## Exercise aim
Report each line of the records below that uses the word "white".

## Images for object localization
────────
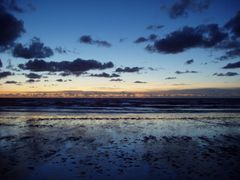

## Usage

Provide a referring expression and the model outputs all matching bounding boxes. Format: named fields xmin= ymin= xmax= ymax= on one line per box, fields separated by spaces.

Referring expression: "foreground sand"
xmin=0 ymin=112 xmax=240 ymax=180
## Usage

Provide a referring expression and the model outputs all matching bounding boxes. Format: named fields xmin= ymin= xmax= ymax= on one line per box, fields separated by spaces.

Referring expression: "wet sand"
xmin=0 ymin=112 xmax=240 ymax=180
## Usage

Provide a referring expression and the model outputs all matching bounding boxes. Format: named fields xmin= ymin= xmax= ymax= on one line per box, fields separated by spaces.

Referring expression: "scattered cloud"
xmin=134 ymin=81 xmax=147 ymax=84
xmin=172 ymin=83 xmax=190 ymax=86
xmin=165 ymin=77 xmax=177 ymax=80
xmin=25 ymin=73 xmax=42 ymax=79
xmin=19 ymin=58 xmax=114 ymax=75
xmin=110 ymin=78 xmax=123 ymax=82
xmin=0 ymin=71 xmax=12 ymax=79
xmin=213 ymin=72 xmax=239 ymax=77
xmin=168 ymin=0 xmax=211 ymax=19
xmin=56 ymin=79 xmax=63 ymax=82
xmin=146 ymin=24 xmax=227 ymax=54
xmin=26 ymin=79 xmax=37 ymax=83
xmin=185 ymin=59 xmax=194 ymax=65
xmin=134 ymin=34 xmax=158 ymax=44
xmin=79 ymin=35 xmax=111 ymax=47
xmin=115 ymin=67 xmax=143 ymax=73
xmin=0 ymin=59 xmax=2 ymax=67
xmin=90 ymin=72 xmax=120 ymax=78
xmin=175 ymin=70 xmax=198 ymax=74
xmin=134 ymin=37 xmax=148 ymax=43
xmin=217 ymin=48 xmax=240 ymax=61
xmin=146 ymin=25 xmax=164 ymax=30
xmin=222 ymin=61 xmax=240 ymax=69
xmin=5 ymin=80 xmax=18 ymax=84
xmin=13 ymin=37 xmax=54 ymax=59
xmin=55 ymin=46 xmax=68 ymax=54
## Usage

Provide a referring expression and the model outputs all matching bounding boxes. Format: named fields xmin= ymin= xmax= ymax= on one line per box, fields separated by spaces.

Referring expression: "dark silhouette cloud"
xmin=79 ymin=35 xmax=111 ymax=47
xmin=175 ymin=70 xmax=198 ymax=74
xmin=146 ymin=24 xmax=227 ymax=54
xmin=168 ymin=0 xmax=211 ymax=19
xmin=185 ymin=59 xmax=194 ymax=65
xmin=134 ymin=34 xmax=158 ymax=44
xmin=146 ymin=25 xmax=164 ymax=30
xmin=0 ymin=71 xmax=12 ymax=79
xmin=225 ymin=10 xmax=240 ymax=37
xmin=218 ymin=48 xmax=240 ymax=61
xmin=25 ymin=73 xmax=41 ymax=79
xmin=213 ymin=72 xmax=239 ymax=77
xmin=56 ymin=79 xmax=63 ymax=82
xmin=26 ymin=79 xmax=36 ymax=83
xmin=19 ymin=58 xmax=114 ymax=75
xmin=222 ymin=61 xmax=240 ymax=69
xmin=134 ymin=81 xmax=147 ymax=83
xmin=0 ymin=5 xmax=25 ymax=50
xmin=134 ymin=37 xmax=148 ymax=43
xmin=115 ymin=67 xmax=143 ymax=73
xmin=13 ymin=37 xmax=54 ymax=59
xmin=110 ymin=78 xmax=123 ymax=82
xmin=0 ymin=59 xmax=2 ymax=67
xmin=165 ymin=77 xmax=177 ymax=80
xmin=90 ymin=72 xmax=120 ymax=78
xmin=5 ymin=80 xmax=18 ymax=84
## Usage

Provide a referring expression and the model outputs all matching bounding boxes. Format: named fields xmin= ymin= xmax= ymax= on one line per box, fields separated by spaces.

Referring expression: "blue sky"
xmin=0 ymin=0 xmax=240 ymax=94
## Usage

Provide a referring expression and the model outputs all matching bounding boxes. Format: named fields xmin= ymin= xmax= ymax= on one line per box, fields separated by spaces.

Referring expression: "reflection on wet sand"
xmin=0 ymin=112 xmax=240 ymax=179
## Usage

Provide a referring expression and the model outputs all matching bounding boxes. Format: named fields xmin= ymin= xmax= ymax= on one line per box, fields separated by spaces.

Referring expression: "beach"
xmin=1 ymin=99 xmax=240 ymax=180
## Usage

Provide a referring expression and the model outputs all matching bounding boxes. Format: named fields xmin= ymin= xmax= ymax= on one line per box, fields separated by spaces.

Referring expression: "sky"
xmin=0 ymin=0 xmax=240 ymax=97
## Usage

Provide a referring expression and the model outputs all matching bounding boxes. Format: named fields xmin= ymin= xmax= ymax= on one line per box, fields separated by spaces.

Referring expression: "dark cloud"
xmin=134 ymin=37 xmax=148 ymax=44
xmin=90 ymin=72 xmax=120 ymax=78
xmin=5 ymin=80 xmax=17 ymax=84
xmin=25 ymin=73 xmax=41 ymax=79
xmin=217 ymin=48 xmax=240 ymax=61
xmin=79 ymin=35 xmax=111 ymax=47
xmin=13 ymin=37 xmax=54 ymax=59
xmin=0 ymin=59 xmax=2 ymax=67
xmin=115 ymin=67 xmax=143 ymax=73
xmin=56 ymin=79 xmax=63 ymax=82
xmin=185 ymin=59 xmax=194 ymax=65
xmin=110 ymin=78 xmax=123 ymax=82
xmin=213 ymin=72 xmax=239 ymax=77
xmin=26 ymin=79 xmax=35 ymax=83
xmin=0 ymin=5 xmax=25 ymax=50
xmin=222 ymin=61 xmax=240 ymax=69
xmin=225 ymin=11 xmax=240 ymax=37
xmin=0 ymin=71 xmax=12 ymax=79
xmin=175 ymin=70 xmax=198 ymax=74
xmin=134 ymin=34 xmax=158 ymax=44
xmin=19 ymin=58 xmax=114 ymax=75
xmin=55 ymin=46 xmax=68 ymax=54
xmin=134 ymin=81 xmax=147 ymax=84
xmin=59 ymin=72 xmax=71 ymax=77
xmin=146 ymin=25 xmax=164 ymax=30
xmin=168 ymin=0 xmax=211 ymax=19
xmin=165 ymin=77 xmax=177 ymax=80
xmin=146 ymin=24 xmax=227 ymax=54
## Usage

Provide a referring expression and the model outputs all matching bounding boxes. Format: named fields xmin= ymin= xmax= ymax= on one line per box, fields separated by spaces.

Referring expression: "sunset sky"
xmin=0 ymin=0 xmax=240 ymax=97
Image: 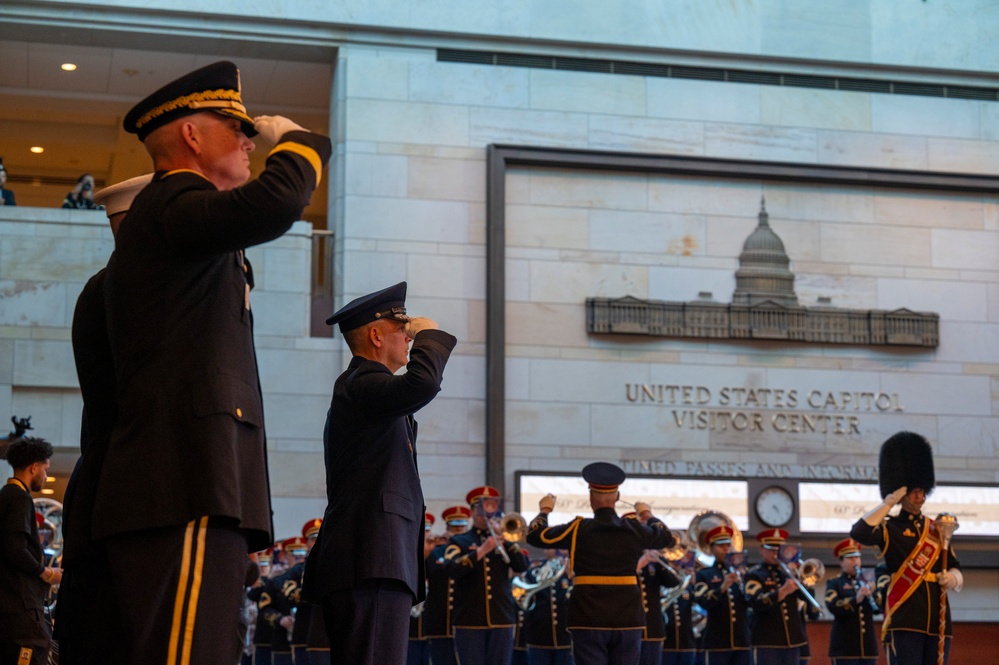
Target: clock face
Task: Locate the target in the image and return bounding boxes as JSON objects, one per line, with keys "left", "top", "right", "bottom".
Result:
{"left": 755, "top": 486, "right": 795, "bottom": 527}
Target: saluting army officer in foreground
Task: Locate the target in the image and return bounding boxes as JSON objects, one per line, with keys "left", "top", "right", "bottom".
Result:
{"left": 303, "top": 282, "right": 457, "bottom": 665}
{"left": 96, "top": 60, "right": 331, "bottom": 664}
{"left": 527, "top": 462, "right": 675, "bottom": 665}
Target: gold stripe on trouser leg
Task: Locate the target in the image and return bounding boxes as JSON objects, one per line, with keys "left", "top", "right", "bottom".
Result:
{"left": 167, "top": 518, "right": 209, "bottom": 665}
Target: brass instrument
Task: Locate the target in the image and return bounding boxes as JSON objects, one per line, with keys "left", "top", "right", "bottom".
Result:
{"left": 487, "top": 512, "right": 525, "bottom": 564}
{"left": 688, "top": 510, "right": 743, "bottom": 568}
{"left": 656, "top": 532, "right": 696, "bottom": 610}
{"left": 511, "top": 557, "right": 568, "bottom": 611}
{"left": 777, "top": 544, "right": 825, "bottom": 618}
{"left": 799, "top": 558, "right": 825, "bottom": 587}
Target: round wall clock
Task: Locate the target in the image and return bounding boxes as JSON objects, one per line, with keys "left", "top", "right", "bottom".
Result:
{"left": 755, "top": 485, "right": 795, "bottom": 527}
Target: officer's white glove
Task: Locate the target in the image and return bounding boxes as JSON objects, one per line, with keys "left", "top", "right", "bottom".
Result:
{"left": 404, "top": 317, "right": 438, "bottom": 338}
{"left": 938, "top": 569, "right": 963, "bottom": 592}
{"left": 884, "top": 486, "right": 908, "bottom": 507}
{"left": 539, "top": 494, "right": 556, "bottom": 513}
{"left": 863, "top": 486, "right": 907, "bottom": 526}
{"left": 253, "top": 115, "right": 307, "bottom": 146}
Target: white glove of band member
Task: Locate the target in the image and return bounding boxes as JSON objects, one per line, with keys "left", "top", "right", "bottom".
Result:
{"left": 404, "top": 317, "right": 438, "bottom": 338}
{"left": 539, "top": 494, "right": 556, "bottom": 512}
{"left": 938, "top": 569, "right": 963, "bottom": 591}
{"left": 634, "top": 501, "right": 652, "bottom": 516}
{"left": 863, "top": 486, "right": 908, "bottom": 526}
{"left": 884, "top": 486, "right": 908, "bottom": 507}
{"left": 253, "top": 115, "right": 307, "bottom": 146}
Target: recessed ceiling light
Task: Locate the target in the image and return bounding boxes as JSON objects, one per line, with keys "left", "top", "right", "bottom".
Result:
{"left": 41, "top": 488, "right": 55, "bottom": 495}
{"left": 61, "top": 63, "right": 77, "bottom": 71}
{"left": 46, "top": 476, "right": 56, "bottom": 482}
{"left": 30, "top": 146, "right": 44, "bottom": 154}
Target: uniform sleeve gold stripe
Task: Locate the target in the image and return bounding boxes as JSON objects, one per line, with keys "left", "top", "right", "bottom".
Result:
{"left": 179, "top": 516, "right": 209, "bottom": 665}
{"left": 269, "top": 141, "right": 323, "bottom": 188}
{"left": 167, "top": 520, "right": 197, "bottom": 665}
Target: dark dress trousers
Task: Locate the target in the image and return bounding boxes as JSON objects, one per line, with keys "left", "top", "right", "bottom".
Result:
{"left": 98, "top": 130, "right": 331, "bottom": 550}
────────
## Answer
Target: officer's white glove
Target: white glove of band member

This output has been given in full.